WHAT THE TASK ASKS >> Convert every line of the listing below into a JSON list of strings, one string per line, leaving out any blank lines.

Stored data entries:
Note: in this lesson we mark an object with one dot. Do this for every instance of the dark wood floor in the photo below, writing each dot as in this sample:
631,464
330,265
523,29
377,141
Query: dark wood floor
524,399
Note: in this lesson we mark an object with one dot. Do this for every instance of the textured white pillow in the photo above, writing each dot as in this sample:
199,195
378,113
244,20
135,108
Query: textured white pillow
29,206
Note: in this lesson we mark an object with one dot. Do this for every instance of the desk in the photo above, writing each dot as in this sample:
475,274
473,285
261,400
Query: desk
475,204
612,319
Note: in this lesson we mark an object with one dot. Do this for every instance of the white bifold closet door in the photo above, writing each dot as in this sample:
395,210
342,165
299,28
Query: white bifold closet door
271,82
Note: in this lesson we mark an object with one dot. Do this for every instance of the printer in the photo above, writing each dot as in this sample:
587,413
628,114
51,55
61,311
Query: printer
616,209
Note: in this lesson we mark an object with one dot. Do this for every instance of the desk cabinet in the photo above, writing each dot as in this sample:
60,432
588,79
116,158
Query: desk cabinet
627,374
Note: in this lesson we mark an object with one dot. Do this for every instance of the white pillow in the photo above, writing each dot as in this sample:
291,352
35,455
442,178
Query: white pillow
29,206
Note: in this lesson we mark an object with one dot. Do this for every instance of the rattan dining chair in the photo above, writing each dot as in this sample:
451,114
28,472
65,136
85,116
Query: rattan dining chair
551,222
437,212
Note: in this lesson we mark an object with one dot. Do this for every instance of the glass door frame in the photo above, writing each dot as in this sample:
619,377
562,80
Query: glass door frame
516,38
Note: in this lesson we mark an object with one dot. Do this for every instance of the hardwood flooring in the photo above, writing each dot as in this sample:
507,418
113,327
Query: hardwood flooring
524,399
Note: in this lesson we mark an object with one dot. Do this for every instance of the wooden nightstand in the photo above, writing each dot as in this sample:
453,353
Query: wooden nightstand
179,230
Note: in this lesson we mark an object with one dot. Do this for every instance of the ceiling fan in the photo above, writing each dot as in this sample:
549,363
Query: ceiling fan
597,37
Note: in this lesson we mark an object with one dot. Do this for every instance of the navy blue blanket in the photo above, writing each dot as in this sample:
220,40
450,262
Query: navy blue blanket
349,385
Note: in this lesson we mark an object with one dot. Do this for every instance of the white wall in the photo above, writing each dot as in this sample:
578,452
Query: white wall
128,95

EXERCISE SOLUTION >>
[
  "Note: in this lesson we mark an object with one dot. Do this for every instance of the dark wood floor in the photo below, writing each dot as in this sample:",
  "631,464",
  "330,265",
  "523,29",
  "377,141",
  "Query: dark wood floor",
  "524,399",
  "Note: in this lesson we mark an object with one dot. Do this for every instance of the textured white pillow in the photo above, writing each dot as in this sample:",
  "199,195",
  "378,113",
  "244,20",
  "135,108",
  "Query: textured white pillow",
  "29,206",
  "Note: in this lesson we mark an object with one dot. Do this for every instance of the desk in the photo above, writing each dot as in this sample:",
  "475,274",
  "473,285",
  "261,400",
  "Query: desk",
  "475,204",
  "612,319",
  "Note: in this lesson we mark an object with one dot. Do this for every instance of the white bifold closet door in the photo above, writing each dot as in this sample:",
  "395,210",
  "342,165",
  "299,28",
  "Query: white bifold closet door",
  "271,82",
  "Note: in this lesson we mark an object with one dot. Do this for every instance of the printer in the photo above, writing each dot as in this sample:",
  "587,413",
  "628,114",
  "51,55",
  "61,311",
  "Query: printer",
  "616,209",
  "Note: in this lesson we mark an object with one dot. Do this for every instance of the desk cabinet in the photo above, writing each dot as in this sample:",
  "60,432",
  "588,79",
  "116,158",
  "Query: desk cabinet",
  "627,374",
  "Note: in this lesson we mark an object with one dot. Do this for every instance of the white pillow in the photo above, writing each dot as in this sample:",
  "291,352",
  "35,455",
  "442,178",
  "Query: white pillow",
  "29,206",
  "Note: in this lesson we mark an object with one dot. Do this for every instance of the rattan dining chair in the photo above, writing each dot as in this sample:",
  "451,114",
  "28,472",
  "65,136",
  "85,116",
  "Query: rattan dining chair",
  "551,222",
  "437,212",
  "Note: in this lesson we mark an object with one dot. Do this for every instance of the glass door frame in the photo above, writing each dot as in this sample:",
  "619,377",
  "562,80",
  "Query: glass door frame",
  "516,38",
  "Note: in this lesson we mark an object with one dot. Do this for every instance of the hardwood flooring in the photo above, writing each dot as in this sample:",
  "507,418",
  "113,327",
  "Query: hardwood flooring",
  "524,399",
  "Note: in this lesson we mark an object with one dot. Do this for every instance of the wooden nightstand in the photo above, writing each dot as in this sample:",
  "453,353",
  "Query: wooden nightstand",
  "179,230",
  "Note: in this lesson we mark an object with one dot. Do this for every instance of the ceiling fan in the photo above, writing each dot as in this sample:",
  "549,363",
  "Query: ceiling fan",
  "597,37",
  "Note: in this lesson we mark an object with one dot. Do this for every instance of the navy blue blanket in the photo above, writing each dot as in this sample:",
  "220,40",
  "450,262",
  "Query: navy blue blanket",
  "349,385",
  "Note: in this lesson we mark an object with one dot. Do this for every instance of the white wall in the photo above, writing each dot as in this sample:",
  "578,452",
  "Query: white wall",
  "128,95"
]